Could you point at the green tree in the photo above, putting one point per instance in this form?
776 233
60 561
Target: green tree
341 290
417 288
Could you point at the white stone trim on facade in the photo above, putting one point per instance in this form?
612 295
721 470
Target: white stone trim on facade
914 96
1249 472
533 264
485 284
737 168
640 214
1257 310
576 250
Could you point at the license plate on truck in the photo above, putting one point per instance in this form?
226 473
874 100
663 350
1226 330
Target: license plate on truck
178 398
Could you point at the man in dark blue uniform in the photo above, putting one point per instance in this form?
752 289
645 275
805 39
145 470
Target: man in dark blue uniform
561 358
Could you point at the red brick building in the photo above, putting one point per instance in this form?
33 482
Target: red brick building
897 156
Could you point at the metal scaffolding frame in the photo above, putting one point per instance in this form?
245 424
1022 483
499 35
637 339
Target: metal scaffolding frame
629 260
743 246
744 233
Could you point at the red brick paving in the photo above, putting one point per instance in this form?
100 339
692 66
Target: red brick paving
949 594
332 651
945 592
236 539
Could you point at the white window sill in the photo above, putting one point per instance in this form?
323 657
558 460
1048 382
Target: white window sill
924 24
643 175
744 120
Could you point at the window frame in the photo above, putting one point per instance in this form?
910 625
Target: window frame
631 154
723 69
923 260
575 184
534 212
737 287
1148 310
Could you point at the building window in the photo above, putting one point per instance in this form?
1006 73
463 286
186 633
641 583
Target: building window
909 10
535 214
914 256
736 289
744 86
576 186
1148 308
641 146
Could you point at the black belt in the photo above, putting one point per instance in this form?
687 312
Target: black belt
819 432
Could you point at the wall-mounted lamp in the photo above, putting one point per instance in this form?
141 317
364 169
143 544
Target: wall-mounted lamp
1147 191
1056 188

### [Exercise instructions]
Print each entry precisely. Include every line.

### [Answer below]
Could you point at the green tree in the photo above, putting one point per instance in this form?
776 233
60 561
Target: green tree
341 290
417 288
Could you point at the white stone trim on facade in the photo above, putting one point per instance in this form?
612 295
721 470
Target: white stone trim on facade
914 96
1249 472
533 264
485 284
737 168
640 214
1257 310
576 250
Could you point at the license plate on truck in the photo above, putting one point per instance in this form?
226 473
874 100
663 350
1226 330
Target: license plate on truck
178 398
Could you point at the man in dark blue uniform in the photo above, putting one point per instance in this form?
752 289
645 275
805 39
145 470
Target: man in dark blue uniform
561 358
Could you point at the red brick building in the photo above, putting one point per instance in this form?
33 482
Target: red brick building
897 156
Could you point at the metal scaffolding frame in the photo above, putting one point per instance in this form?
245 424
1022 483
499 35
637 339
Target: metal scaffolding frame
629 260
743 246
744 233
Could you point at the red brick paving in the photo above, putting one point per instance in this form?
100 339
692 66
Target: red brick paving
949 594
332 651
945 592
236 539
Could you point at the white window sill in the photo above, putting one point per instance in this form?
323 657
558 460
1048 382
Target: white window sill
924 24
643 175
744 120
Could you point at the window frame in the photo above, putting one point per instance in this form?
910 625
Target: window frame
631 154
723 69
923 260
575 184
534 212
737 287
1148 310
Could you point at the building window in the photo above, putting one point per instance in this form?
1006 73
463 286
186 633
641 583
Target: building window
909 10
535 214
914 256
736 289
744 86
576 186
1148 308
641 146
Could you point at the black belt in the photo above, putting one point per instance in this form?
687 312
Target: black belt
819 432
Could you point at the wall-mounted lamp in the photo above, putting one point per instance in this form?
141 317
364 169
143 544
Target: wall-mounted lamp
1147 191
1056 188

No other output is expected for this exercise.